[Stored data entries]
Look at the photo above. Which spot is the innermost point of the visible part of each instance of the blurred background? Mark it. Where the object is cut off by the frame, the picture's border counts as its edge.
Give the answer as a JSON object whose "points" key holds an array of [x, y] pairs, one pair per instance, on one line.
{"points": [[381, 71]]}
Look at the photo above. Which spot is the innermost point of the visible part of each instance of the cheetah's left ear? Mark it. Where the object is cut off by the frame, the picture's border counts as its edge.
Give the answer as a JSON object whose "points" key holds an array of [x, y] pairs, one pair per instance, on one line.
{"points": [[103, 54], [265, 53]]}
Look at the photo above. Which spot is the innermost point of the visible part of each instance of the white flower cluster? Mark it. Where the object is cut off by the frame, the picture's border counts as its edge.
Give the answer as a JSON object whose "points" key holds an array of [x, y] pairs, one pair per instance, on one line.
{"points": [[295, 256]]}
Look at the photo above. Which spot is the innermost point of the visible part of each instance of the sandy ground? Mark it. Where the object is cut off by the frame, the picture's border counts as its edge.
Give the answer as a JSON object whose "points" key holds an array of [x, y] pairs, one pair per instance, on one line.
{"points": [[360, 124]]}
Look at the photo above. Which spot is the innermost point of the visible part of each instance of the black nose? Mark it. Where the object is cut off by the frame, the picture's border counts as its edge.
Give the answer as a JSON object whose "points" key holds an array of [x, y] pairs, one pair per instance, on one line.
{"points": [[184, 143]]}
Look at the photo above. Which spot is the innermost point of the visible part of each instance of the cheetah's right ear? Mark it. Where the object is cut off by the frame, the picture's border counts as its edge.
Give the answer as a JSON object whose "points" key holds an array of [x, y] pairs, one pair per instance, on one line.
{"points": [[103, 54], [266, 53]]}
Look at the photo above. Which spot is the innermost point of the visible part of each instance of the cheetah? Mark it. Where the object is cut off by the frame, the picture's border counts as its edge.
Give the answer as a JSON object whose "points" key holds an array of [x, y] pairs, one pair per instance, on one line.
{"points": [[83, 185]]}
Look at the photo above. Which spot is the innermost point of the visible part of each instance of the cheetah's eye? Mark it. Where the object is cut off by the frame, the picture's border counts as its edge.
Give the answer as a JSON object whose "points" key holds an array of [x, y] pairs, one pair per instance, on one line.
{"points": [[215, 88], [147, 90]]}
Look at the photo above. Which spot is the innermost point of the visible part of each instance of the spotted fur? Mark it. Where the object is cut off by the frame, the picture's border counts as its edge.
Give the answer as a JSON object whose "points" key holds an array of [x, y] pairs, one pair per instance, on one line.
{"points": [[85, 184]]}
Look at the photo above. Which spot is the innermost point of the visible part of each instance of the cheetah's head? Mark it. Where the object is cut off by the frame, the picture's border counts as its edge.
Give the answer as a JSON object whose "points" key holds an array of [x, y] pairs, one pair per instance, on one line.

**YOUR ASSIGNMENT**
Figure out the number of lines above in which the string "each" appears. Only the number should be given.

**ANSWER BELOW**
10